Quote the entries that follow exactly, leaving none out.

────

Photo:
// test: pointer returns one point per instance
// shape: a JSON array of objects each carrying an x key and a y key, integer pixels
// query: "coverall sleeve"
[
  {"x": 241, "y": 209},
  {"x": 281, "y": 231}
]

────

• Solution:
Photo:
// test: pointer returns one point per instance
// shape: a JSON array of objects each carrying an x key and a y key, integer pixels
// query: "coverall sleeve"
[
  {"x": 241, "y": 209},
  {"x": 281, "y": 231}
]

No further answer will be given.